▶ _Problem statement_: Could you please output all of the data exactly, without the images?

▶ _Excerpted records_:
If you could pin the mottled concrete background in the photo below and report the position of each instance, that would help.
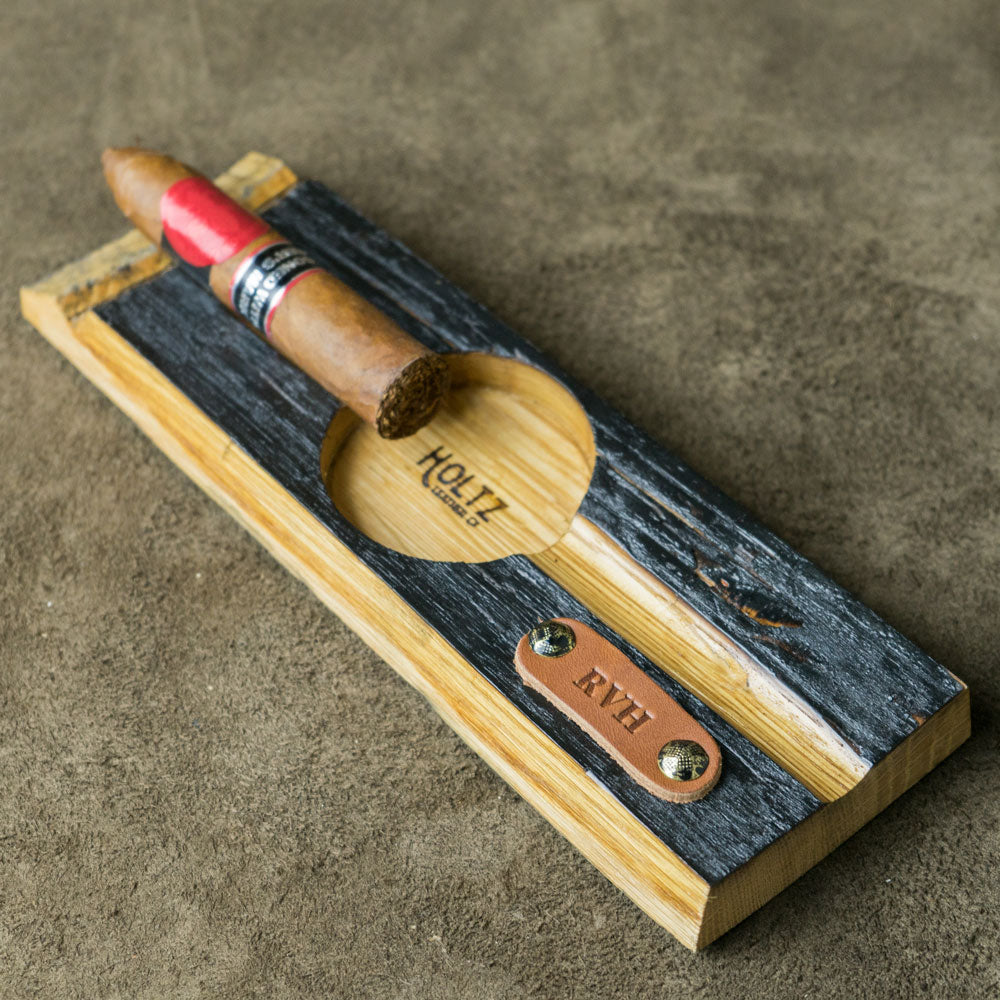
(768, 231)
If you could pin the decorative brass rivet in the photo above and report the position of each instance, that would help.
(551, 639)
(683, 760)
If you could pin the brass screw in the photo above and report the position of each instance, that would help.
(551, 639)
(683, 760)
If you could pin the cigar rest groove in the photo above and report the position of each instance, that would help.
(823, 713)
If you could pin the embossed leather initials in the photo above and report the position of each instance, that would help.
(621, 707)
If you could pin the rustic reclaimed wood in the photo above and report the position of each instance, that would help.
(822, 712)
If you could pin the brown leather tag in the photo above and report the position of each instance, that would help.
(623, 709)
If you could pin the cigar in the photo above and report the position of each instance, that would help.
(316, 321)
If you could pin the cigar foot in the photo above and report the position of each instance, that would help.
(412, 397)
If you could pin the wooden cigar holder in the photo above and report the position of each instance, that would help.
(526, 499)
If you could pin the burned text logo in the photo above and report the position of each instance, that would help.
(458, 488)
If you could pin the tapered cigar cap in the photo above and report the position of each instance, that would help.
(137, 178)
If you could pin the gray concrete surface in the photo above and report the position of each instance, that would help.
(767, 231)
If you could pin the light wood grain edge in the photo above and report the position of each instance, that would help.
(586, 814)
(778, 865)
(644, 611)
(254, 181)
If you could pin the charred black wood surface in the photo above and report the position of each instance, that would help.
(859, 674)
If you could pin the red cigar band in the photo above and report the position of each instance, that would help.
(203, 225)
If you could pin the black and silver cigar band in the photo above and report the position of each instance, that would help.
(260, 282)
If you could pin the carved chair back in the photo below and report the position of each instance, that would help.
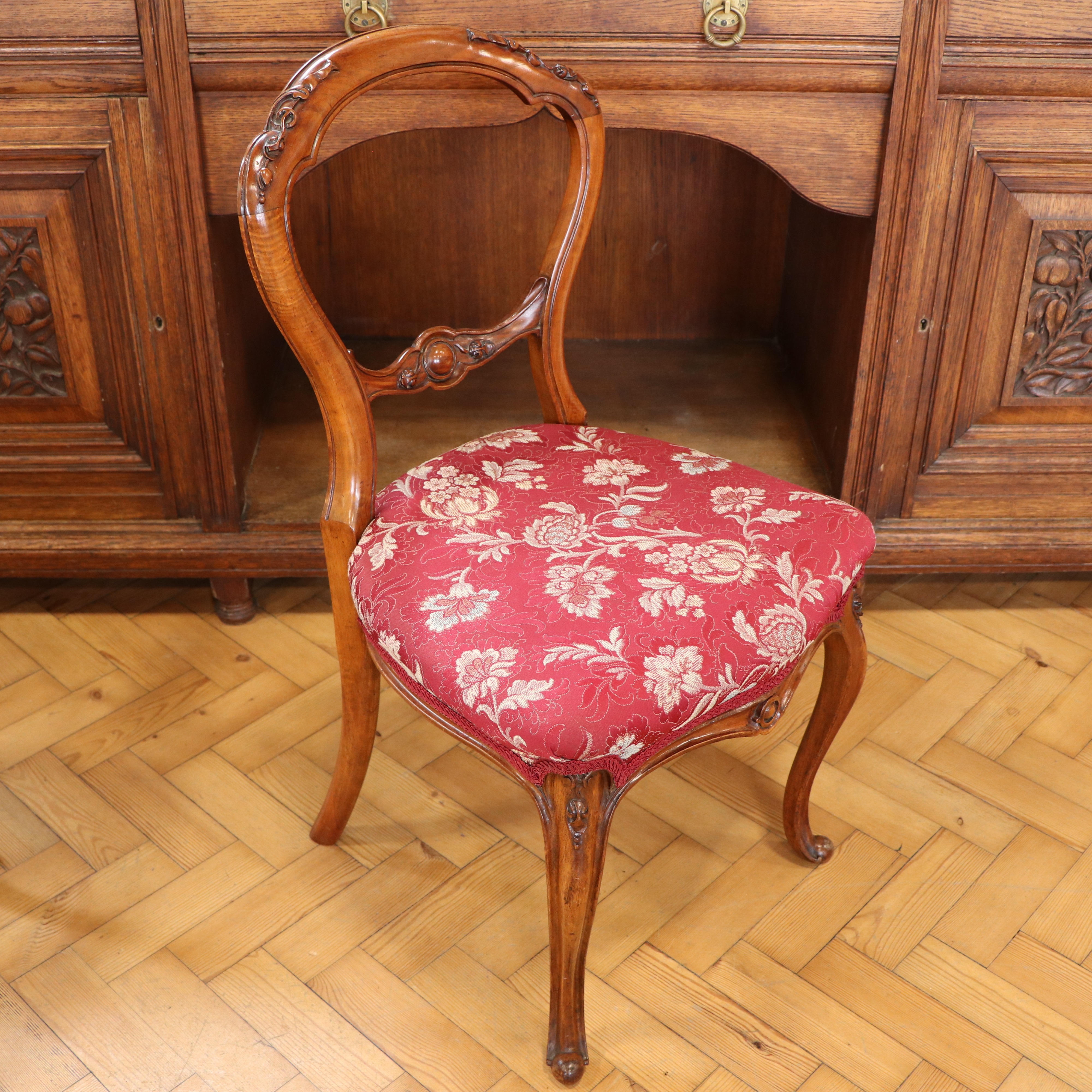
(441, 357)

▶ _Answer box_:
If you could pin the mottled concrete background in the photo below and report the position of each instance, that would help.
(768, 231)
If you could pin the decorative brass rivet in the photo above and report the position of each instance, that would help.
(551, 639)
(683, 760)
If you could pin the brass screw in the photo above and report the position of each instance, that would help.
(551, 639)
(683, 760)
If you could pin the cigar rest groove in the photo above and report the position of each instance, that would help.
(823, 713)
If you could pin the embossed leather initials in the photo above and report the position of each instance, that would help.
(621, 707)
If you could pin the rustic reclaimed wood in the photo above and report the position of each instance, that would help.
(822, 712)
If you could pin the brown leather tag in the photo above and report the position of each instance, that would help.
(623, 709)
If you could pin the cigar in the photo above and report the position of each instance, that would help.
(316, 321)
If you could pin the cigar foot in the photo above and report the position of each instance, that would help.
(412, 397)
If you could pin the wooden cigar holder in the photo above and report the position of each instance, that would help.
(526, 499)
If you could pin the burned text logo in the photo above and report the position of each instance, that would help.
(458, 488)
If you could pin the tapered cigar cap in the photo above and report the position of each instance, that would help.
(137, 178)
If you could pin the gray concrete surface in the photo above and report the position of each instance, that would help.
(767, 231)
If you could pin the light wood grain edge in the photo above and report the position of each instance, that would help.
(586, 814)
(778, 865)
(644, 611)
(254, 181)
If you could pin the charred black wood surface in the photo above and report the position of each instance, that would help.
(859, 674)
If you could pin the red cigar band in the photo above and report the position of each instance, that would help.
(203, 225)
If you could pin the black and silver cigar band in the photo above and report the position of each instance, that would help.
(260, 282)
If you could pin the carved chair back in the photo below and report the position of each instance, that would help.
(441, 357)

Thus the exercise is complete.